INSTRUÇÕES DE TRABALHO:
• A. Relacione todos os lugares geográficos (países, estados e cidades) mencionados no trecho sobre o mercado de suco de laranja. Conte cada lugar uma única vez, mesmo que apareça abreviado.
• B. Dê prosseguimento ao trecho sobre o mercado de suco de laranja a partir do ponto em que ele termina.

TRECHO DO DOCUMENTO:
Envolta nas brumas dos movimentos financeiros derivados da crise emanada dos Estados Unidos, a progressiva queda das cotações do suco de laranja no mercado internacional não encontra nos fundamentos de oferta e demanda desse mercado, há décadas dominado pelo Brasil, sinais de reversão significativa no curto prazo.
Ainda que a doença conhecida como greening seja uma ameaça crescente à saúde dos pomares de São Paulo e da Flórida - que abrigam, nesta ordem, os dois maiores parques citrícolas do planeta -, não há no horizonte próximo sinais de um tombo da oferta global como em 2004 e 2005; ao mesmo tempo, o consumo da bebida claudica e apresenta poucas perspectivas de reação.
O cenário preocupa produtores de laranja e indústrias de suco brasileiros e americanos. Ajuda a tumultuar as já historicamente complicadas relações entre fornecedores e empresas e exige, conforme analistas e representantes da cadeia produtiva, uma mudança de foco capaz de ampliar o portfólio e reduzir a dependência das oscilações dos preços da commodity.
Os primeiros sinais de restrições da demanda já eram visíveis em 2004, sobretudo pela disseminação global dos refrescos, néctares e sucos prontos para beber, mais baratos e variados. A oferta era polpuda, e em 25 de maio de 2004, antes que duas temporadas seguidas de furacões nos EUA golpeassem a produção na Flórida, os contratos futuros de segunda posição de entrega (normalmente os de maior liquidez) do suco congelado e concentrado (FCOJ) negociados na bolsa de Nova York atingiram o piso histórico de 56,80 centavos de dólar por libra-peso.

REGISTROS DE DADOS:
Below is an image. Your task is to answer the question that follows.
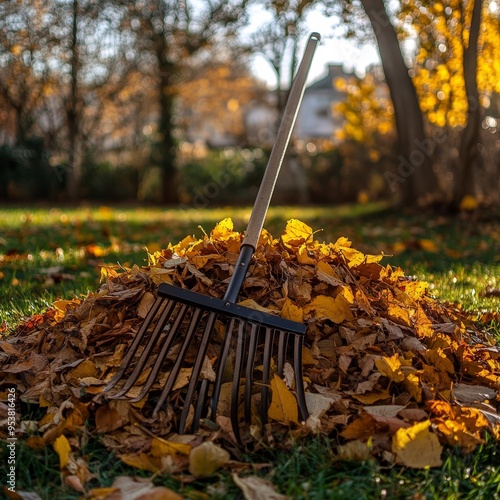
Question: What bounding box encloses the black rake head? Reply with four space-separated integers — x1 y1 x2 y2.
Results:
103 284 308 441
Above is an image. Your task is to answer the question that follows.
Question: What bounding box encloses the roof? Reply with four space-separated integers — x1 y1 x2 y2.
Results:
307 64 349 90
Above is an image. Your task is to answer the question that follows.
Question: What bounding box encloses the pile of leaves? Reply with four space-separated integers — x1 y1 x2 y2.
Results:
0 219 500 495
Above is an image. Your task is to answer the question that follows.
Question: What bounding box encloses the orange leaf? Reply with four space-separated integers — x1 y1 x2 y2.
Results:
304 294 353 323
52 434 71 469
281 297 304 323
375 353 405 382
281 219 313 248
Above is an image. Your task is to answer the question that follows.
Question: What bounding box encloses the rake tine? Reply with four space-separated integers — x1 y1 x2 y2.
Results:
208 318 236 421
278 330 288 377
244 323 259 422
149 304 203 417
293 335 309 420
103 297 167 397
130 304 187 402
231 321 247 443
113 301 176 399
260 327 274 425
179 312 217 434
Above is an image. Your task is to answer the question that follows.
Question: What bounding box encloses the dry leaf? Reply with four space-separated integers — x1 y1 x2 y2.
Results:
337 440 370 462
392 420 443 469
267 374 299 423
232 474 287 500
137 292 155 318
52 434 71 469
95 405 125 434
189 441 230 477
304 295 353 323
375 354 405 382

RESULTADOS ESPERADOS:
• A. Estados Unidos, Brasil, São Paulo, Flórida, Nova York

• B.
Mas vieram os furacões, e a safra de laranja da Flórida, que na safra 2003/04 havia alcançado 242 milhões de caixas de 40,8 quilos, caiu para 150 milhões de caixas em 2004/05, para 148 milhões em 2005/06 e para 131 milhões em 2006/07. Segundo dados do Cepea/Esalq, no mesmo intervalo a produção de suco do Estado americano caiu 36,2%, para 665 mil toneladas (em equivalente de suco congelado e concentrado, ainda o mais exportado) na temporada 2006/07.
Foi uma época em que a produção em São Paulo ficou relativamente estável, com a produção de laranja variando entre 327 milhões e 361 milhões de caixas e a de suco, entre 1,159 milhão e 1,353 milhão de toneladas. Os preços internacionais, assim, reagiram, até alcançarem o pico histórico de US$ 2,0665 por libra-peso em Nova York.
Como o consumo já preocupava, nesta época de bons preços as indústrias exportadoras, sobretudo as gigantes radicadas no Brasil - Cutrale, Citrosuco, Citrovita e Louis Dreyfus -, elevaram investimentos em logística e passaram a apostar nas vendas de suco não concentrado (NFC), mais apreciado pelos consumidores, especialmente na Europa, o maior mercado importador.
Pelo menos 20% mais caro no varejo, e com margens igualmente melhores para os exportadores, o NFC já representa boa parte dos embarques brasileiros, que cobrem mais de 80% das exportações globais de suco. Mas o mercado reagiu à alta de preços, inclusive do NFC, que acompanha a tendência, e o tombo que se seguiu foi forte e rápido, deixando como conseqüência mais visível uma concentração da produção de laranja nas mãos de menos citricultores, em São Paulo e na Flórida.
Os movimentos de fundos de investimentos ainda deram fôlego extra às cotações em Nova York em 2007, mas com o recrudescimento da crise financeira e a fuga desses players das commodities, a erosão voltou a se acelerar. Na quinta-feira, foi alcançado o valor mais baixo do ano (85,25 centavos de dólar por libra-peso), e apesar da leva alta de sexta, a queda acumulada em 2008 superou 40%, segundo o Valor Data.
No Brasil, fontes das indústrias admitem que o quadro é preocupante, e os citricultores, também pressionados pelo aumento do custo dos insumos, afirmam que as contas não vão fechar nesta safra 2008/09. "A citricultura vive uma das crises mais importantes da sua história. É preciso haver união entre os interesses dos elos da cadeia, porque eles vivem do mesmo negócio", afirma Maurício Mendes, presidente da consultoria AgraFNP. "O mercado ainda está tentando encontrar um novo patamar de consumo", diz.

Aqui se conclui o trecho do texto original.